**INPUT MATERIAL:**
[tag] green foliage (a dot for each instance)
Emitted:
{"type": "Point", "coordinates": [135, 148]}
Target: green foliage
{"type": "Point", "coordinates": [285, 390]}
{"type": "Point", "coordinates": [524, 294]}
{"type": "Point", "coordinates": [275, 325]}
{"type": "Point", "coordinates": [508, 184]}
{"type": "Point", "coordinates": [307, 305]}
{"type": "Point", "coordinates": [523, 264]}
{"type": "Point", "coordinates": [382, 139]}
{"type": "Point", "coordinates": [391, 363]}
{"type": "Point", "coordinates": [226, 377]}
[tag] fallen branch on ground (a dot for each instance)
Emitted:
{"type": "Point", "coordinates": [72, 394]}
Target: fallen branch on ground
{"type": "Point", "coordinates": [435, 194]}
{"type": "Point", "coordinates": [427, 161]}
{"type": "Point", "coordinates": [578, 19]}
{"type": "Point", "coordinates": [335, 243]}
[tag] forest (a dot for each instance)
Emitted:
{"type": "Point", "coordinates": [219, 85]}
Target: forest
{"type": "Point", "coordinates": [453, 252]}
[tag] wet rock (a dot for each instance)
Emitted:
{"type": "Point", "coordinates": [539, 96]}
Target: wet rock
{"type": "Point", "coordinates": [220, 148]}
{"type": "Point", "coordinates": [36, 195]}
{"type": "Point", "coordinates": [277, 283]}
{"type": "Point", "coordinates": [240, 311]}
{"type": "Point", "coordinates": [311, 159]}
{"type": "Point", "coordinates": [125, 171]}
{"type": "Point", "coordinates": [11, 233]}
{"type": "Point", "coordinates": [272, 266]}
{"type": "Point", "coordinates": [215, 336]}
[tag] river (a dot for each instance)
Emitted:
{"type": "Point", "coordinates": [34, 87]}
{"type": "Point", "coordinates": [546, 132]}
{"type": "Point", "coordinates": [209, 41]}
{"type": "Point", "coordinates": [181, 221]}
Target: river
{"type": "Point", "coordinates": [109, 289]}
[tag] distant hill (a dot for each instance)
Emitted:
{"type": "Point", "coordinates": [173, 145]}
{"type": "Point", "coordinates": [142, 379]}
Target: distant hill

**ASSIGNED TASK:** A word-for-word copy of the data is the expected answer.

**YOUR RESPONSE:**
[tag] green foliage (a dot for each instance)
Emitted:
{"type": "Point", "coordinates": [135, 148]}
Target: green foliage
{"type": "Point", "coordinates": [285, 390]}
{"type": "Point", "coordinates": [524, 294]}
{"type": "Point", "coordinates": [275, 325]}
{"type": "Point", "coordinates": [508, 184]}
{"type": "Point", "coordinates": [307, 305]}
{"type": "Point", "coordinates": [523, 264]}
{"type": "Point", "coordinates": [382, 139]}
{"type": "Point", "coordinates": [391, 363]}
{"type": "Point", "coordinates": [226, 377]}
[tag] fallen branch on ground (a dot for each instance)
Emitted:
{"type": "Point", "coordinates": [72, 394]}
Target: fallen branch on ground
{"type": "Point", "coordinates": [435, 194]}
{"type": "Point", "coordinates": [427, 161]}
{"type": "Point", "coordinates": [578, 19]}
{"type": "Point", "coordinates": [335, 243]}
[tag] forest (a dot for each instance)
Emitted:
{"type": "Point", "coordinates": [219, 85]}
Target: forest
{"type": "Point", "coordinates": [453, 252]}
[tag] wet rock (a dot for each instance)
Emitted:
{"type": "Point", "coordinates": [539, 96]}
Target: wet rock
{"type": "Point", "coordinates": [220, 148]}
{"type": "Point", "coordinates": [36, 195]}
{"type": "Point", "coordinates": [277, 283]}
{"type": "Point", "coordinates": [240, 311]}
{"type": "Point", "coordinates": [311, 159]}
{"type": "Point", "coordinates": [125, 171]}
{"type": "Point", "coordinates": [11, 233]}
{"type": "Point", "coordinates": [272, 266]}
{"type": "Point", "coordinates": [215, 336]}
[tag] river (a dot for each instance)
Emitted:
{"type": "Point", "coordinates": [34, 87]}
{"type": "Point", "coordinates": [546, 132]}
{"type": "Point", "coordinates": [209, 41]}
{"type": "Point", "coordinates": [181, 221]}
Target: river
{"type": "Point", "coordinates": [109, 289]}
[tag] distant hill (a dot for each instance)
Emitted:
{"type": "Point", "coordinates": [173, 145]}
{"type": "Point", "coordinates": [142, 379]}
Target: distant hill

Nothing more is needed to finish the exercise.